*Task to carry out*: Print out the whole NGO climate statement below word for word, keeping every line unchanged.

*Reading passage*:
[Start]
Now alarmed  by the low commitment of States Parties confirmed  by the United Nations Environment Programme (UNEP) Emissions Gap Report  of 20 November 2023, which raises fears of a temperature increase of 2.5 to 2.9°C, well beyond the 1.5°C limit set by the Paris Agreement,
The NGOs that are members of the Environmental and Health Crisis Committee call for urgent local and systemic action based on 4 priorities :


1. Think globally and act locally, in a transversal way, with a strong mobilisation of civil society

Currently, cities account for 80% of the world's wealth. They will be home to nearly 70% of the population by 2050, making urbanisation a historic challenge. They are now responsible for the consumption of two-thirds of the world's energy, and 70% of annual global emissions. It is therefore in the cities and regions that the challenge is being played, and that it must be won.

The vast majority of local and regional authorities are calling for decisive action to protect people and their living environment. All are ready to play their part in containing the immediate effects of climate change in the short term, and in the medium and long term in favour of responsible development. All agree that they are the protagonists of the actions and policies undertaken and planned at the global level. The role of local government is essential because it is the layer of government closest to the people, who often have significant decision-making and spending power. All must act in conjunction with civil society.


2. Promoting systemic action and synergy between prevention and adaptation

Sustainable Development Goals 11 and 13 recommend accelerating the energy transition and reducing emissions before 2030 through an approach that "embraces nature, people, lives and livelihoods at the heart of climate action".

Our NGOs call for adoption of

regional and local risk prevention plans that develop a synergy between mitigation and adaptation, in conjunction with the population to strengthen the resilience of territories;

- a systematic component of adaptation to the most pessimistic forecasts, in development and urban plans, prevention  plans against natural, industrial and health risks, construction and housing renovation projects, safeguarding agriculture combined with the protection of biodiversity;

- a permanent focus on climate issues in education and training to build a citizen climate culture and develop the skills necessary for the climate transition.
[End]
*Dataset extract*:
[Start]
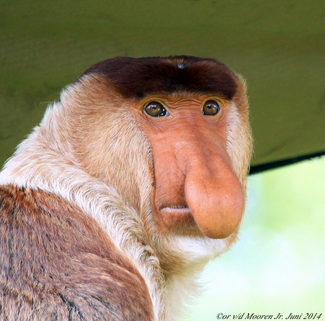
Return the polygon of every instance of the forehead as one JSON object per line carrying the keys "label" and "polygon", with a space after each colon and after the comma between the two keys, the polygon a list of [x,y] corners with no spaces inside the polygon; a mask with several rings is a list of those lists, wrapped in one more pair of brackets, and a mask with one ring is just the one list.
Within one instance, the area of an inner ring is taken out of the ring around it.
{"label": "forehead", "polygon": [[187,92],[230,100],[237,87],[236,75],[223,63],[187,56],[117,57],[93,66],[83,75],[93,73],[105,77],[126,98]]}

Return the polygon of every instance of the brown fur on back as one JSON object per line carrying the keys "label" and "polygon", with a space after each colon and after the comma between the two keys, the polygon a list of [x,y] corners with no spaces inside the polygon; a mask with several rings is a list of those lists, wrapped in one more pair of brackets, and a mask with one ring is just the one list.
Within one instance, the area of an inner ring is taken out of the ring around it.
{"label": "brown fur on back", "polygon": [[153,319],[133,264],[66,200],[0,186],[0,320]]}

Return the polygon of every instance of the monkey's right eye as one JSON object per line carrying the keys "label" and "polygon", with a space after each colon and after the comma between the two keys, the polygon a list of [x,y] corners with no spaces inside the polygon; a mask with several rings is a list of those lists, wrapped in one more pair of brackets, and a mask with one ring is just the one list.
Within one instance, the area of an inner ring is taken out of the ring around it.
{"label": "monkey's right eye", "polygon": [[164,108],[159,102],[150,102],[144,107],[146,112],[153,117],[160,117],[162,116],[168,116],[168,111]]}

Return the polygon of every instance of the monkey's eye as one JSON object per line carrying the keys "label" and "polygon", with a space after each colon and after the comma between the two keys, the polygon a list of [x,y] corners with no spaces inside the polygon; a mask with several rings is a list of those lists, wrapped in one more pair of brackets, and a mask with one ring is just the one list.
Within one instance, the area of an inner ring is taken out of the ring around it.
{"label": "monkey's eye", "polygon": [[215,115],[219,111],[220,107],[215,100],[208,100],[203,104],[202,114],[203,115]]}
{"label": "monkey's eye", "polygon": [[153,117],[160,117],[168,116],[168,111],[163,107],[159,102],[150,102],[144,107],[146,112]]}

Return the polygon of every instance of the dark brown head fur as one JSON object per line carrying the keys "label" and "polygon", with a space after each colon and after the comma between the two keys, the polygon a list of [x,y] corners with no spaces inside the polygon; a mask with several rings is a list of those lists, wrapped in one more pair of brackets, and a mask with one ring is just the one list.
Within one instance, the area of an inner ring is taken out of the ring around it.
{"label": "dark brown head fur", "polygon": [[212,59],[189,56],[117,57],[104,60],[83,75],[101,74],[126,98],[175,92],[215,93],[230,100],[236,92],[236,75]]}

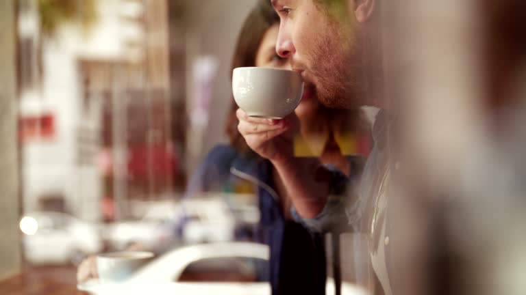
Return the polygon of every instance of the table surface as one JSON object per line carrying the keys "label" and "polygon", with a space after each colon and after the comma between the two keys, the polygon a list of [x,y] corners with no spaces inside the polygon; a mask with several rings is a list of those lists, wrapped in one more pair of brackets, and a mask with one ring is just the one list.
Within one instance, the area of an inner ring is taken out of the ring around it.
{"label": "table surface", "polygon": [[0,294],[89,295],[77,290],[76,274],[73,266],[29,267],[0,281]]}

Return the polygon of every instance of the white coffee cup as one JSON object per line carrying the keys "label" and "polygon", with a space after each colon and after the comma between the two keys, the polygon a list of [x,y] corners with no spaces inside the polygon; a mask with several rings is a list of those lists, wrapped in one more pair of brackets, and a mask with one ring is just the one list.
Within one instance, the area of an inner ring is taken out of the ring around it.
{"label": "white coffee cup", "polygon": [[153,257],[151,252],[122,251],[97,255],[97,271],[103,283],[119,283],[132,275]]}
{"label": "white coffee cup", "polygon": [[299,104],[303,81],[296,72],[272,68],[236,68],[234,99],[249,116],[282,119]]}

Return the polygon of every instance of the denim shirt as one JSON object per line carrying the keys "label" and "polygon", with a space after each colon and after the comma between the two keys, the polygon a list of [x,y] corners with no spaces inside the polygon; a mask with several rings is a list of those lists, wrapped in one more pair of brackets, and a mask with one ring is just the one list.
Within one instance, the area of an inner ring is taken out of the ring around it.
{"label": "denim shirt", "polygon": [[253,154],[239,153],[231,146],[216,146],[190,179],[188,195],[224,191],[243,180],[252,182],[257,192],[261,214],[255,242],[269,246],[272,294],[325,294],[323,237],[285,219],[273,187],[269,161]]}

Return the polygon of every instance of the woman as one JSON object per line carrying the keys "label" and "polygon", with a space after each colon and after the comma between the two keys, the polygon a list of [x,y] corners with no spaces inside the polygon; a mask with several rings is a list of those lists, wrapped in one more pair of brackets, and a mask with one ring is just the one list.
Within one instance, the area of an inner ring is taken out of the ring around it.
{"label": "woman", "polygon": [[[240,33],[234,55],[232,70],[258,66],[290,69],[289,61],[276,54],[279,19],[268,1],[258,2],[249,15]],[[214,148],[190,180],[190,195],[197,191],[236,191],[253,185],[259,199],[261,220],[253,238],[270,247],[270,281],[273,294],[323,294],[325,292],[326,264],[323,237],[312,236],[292,220],[290,200],[276,191],[276,173],[270,162],[259,157],[247,145],[238,130],[238,106],[232,98],[227,122],[230,145]],[[306,88],[295,110],[301,124],[301,134],[295,139],[295,152],[299,156],[318,156],[348,176],[359,175],[363,165],[355,154],[366,153],[367,140],[359,148],[349,135],[366,128],[359,122],[361,113],[323,107]],[[279,185],[279,184],[278,184]]]}

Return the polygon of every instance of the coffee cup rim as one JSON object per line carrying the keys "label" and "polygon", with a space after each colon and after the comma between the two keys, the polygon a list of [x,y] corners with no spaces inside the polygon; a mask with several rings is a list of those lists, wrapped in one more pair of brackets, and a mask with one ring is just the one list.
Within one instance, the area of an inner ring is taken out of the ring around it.
{"label": "coffee cup rim", "polygon": [[247,69],[247,70],[248,69],[264,69],[265,70],[274,70],[274,71],[294,72],[294,73],[296,73],[297,74],[299,74],[299,72],[296,72],[295,70],[287,70],[287,69],[282,69],[282,68],[270,68],[270,67],[254,67],[254,66],[251,66],[251,67],[238,67],[238,68],[234,68],[234,70],[238,70],[238,69]]}
{"label": "coffee cup rim", "polygon": [[[133,257],[118,257],[119,256],[133,256]],[[111,259],[117,260],[133,260],[151,258],[154,256],[153,253],[148,251],[114,251],[98,254],[97,258]]]}

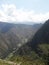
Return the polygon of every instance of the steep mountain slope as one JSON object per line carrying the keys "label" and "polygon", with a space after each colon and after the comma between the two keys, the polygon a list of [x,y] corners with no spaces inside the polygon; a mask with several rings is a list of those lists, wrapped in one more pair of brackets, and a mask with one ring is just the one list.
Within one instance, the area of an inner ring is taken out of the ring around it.
{"label": "steep mountain slope", "polygon": [[0,22],[0,58],[26,43],[41,26]]}
{"label": "steep mountain slope", "polygon": [[25,55],[30,54],[32,50],[39,52],[39,44],[49,44],[49,20],[47,20],[42,27],[36,32],[32,39],[23,45],[16,54]]}

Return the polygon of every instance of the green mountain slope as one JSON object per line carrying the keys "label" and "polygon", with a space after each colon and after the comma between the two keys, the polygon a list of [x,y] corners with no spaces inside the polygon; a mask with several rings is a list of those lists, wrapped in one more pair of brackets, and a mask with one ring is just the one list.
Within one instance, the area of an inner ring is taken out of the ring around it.
{"label": "green mountain slope", "polygon": [[0,58],[21,47],[41,26],[42,24],[33,26],[0,22]]}

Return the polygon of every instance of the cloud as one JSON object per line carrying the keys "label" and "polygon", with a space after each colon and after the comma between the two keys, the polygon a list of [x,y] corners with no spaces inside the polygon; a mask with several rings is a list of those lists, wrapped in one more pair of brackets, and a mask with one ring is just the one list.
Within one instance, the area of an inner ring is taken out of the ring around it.
{"label": "cloud", "polygon": [[14,4],[0,6],[0,21],[3,22],[43,22],[49,19],[49,12],[37,14],[33,10],[17,9]]}

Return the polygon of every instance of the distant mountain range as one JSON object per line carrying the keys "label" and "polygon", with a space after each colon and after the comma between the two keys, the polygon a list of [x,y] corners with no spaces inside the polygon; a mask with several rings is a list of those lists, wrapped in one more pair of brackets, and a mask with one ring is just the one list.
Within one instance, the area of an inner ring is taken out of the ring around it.
{"label": "distant mountain range", "polygon": [[[36,26],[35,26],[36,27]],[[35,35],[28,41],[25,45],[19,48],[15,53],[19,55],[30,54],[31,51],[36,51],[39,53],[39,44],[49,44],[49,20],[47,20],[41,28],[35,33]],[[42,46],[43,49],[45,48]],[[47,47],[48,48],[48,47]],[[45,50],[44,50],[45,51]],[[41,52],[40,52],[41,53]]]}
{"label": "distant mountain range", "polygon": [[[42,24],[13,24],[0,22],[0,58],[26,44]],[[8,52],[7,52],[8,51]]]}

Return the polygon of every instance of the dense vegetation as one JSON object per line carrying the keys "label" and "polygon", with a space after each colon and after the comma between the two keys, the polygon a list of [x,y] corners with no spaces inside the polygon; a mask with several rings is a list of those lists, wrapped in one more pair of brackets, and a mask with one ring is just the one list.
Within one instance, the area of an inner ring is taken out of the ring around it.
[End]
*Problem solution*:
Now alarmed  by the low commitment of States Parties confirmed  by the United Nations Environment Programme (UNEP) Emissions Gap Report  of 20 November 2023, which raises fears of a temperature increase of 2.5 to 2.9°C, well beyond the 1.5°C limit set by the Paris Agreement,
The NGOs that are members of the Environmental and Health Crisis Committee call for urgent local and systemic action based on 4 priorities :


1. Think globally and act locally, in a transversal way, with a strong mobilisation of civil society

Currently, cities account for 80% of the world's wealth. They will be home to nearly 70% of the population by 2050, making urbanisation a historic challenge. They are now responsible for the consumption of two-thirds of the world's energy, and 70% of annual global emissions. It is therefore in the cities and regions that the challenge is being played, and that it must be won.

The vast majority of local and regional authorities are calling for decisive action to protect people and their living environment. All are ready to play their part in containing the immediate effects of climate change in the short term, and in the medium and long term in favour of responsible development. All agree that they are the protagonists of the actions and policies undertaken and planned at the global level. The role of local government is essential because it is the layer of government closest to the people, who often have significant decision-making and spending power. All must act in conjunction with civil society.


2. Promoting systemic action and synergy between prevention and adaptation

Sustainable Development Goals 11 and 13 recommend accelerating the energy transition and reducing emissions before 2030 through an approach that "embraces nature, people, lives and livelihoods at the heart of climate action".

Our NGOs call for adoption of

regional and local risk prevention plans that develop a synergy between mitigation and adaptation, in conjunction with the population to strengthen the resilience of territories;

- a systematic component of adaptation to the most pessimistic forecasts, in development and urban plans, prevention  plans against natural, industrial and health risks, construction and housing renovation projects, safeguarding agriculture combined with the protection of biodiversity;

- a permanent focus on climate issues in education and training to build a citizen climate culture and develop the skills necessary for the climate transition.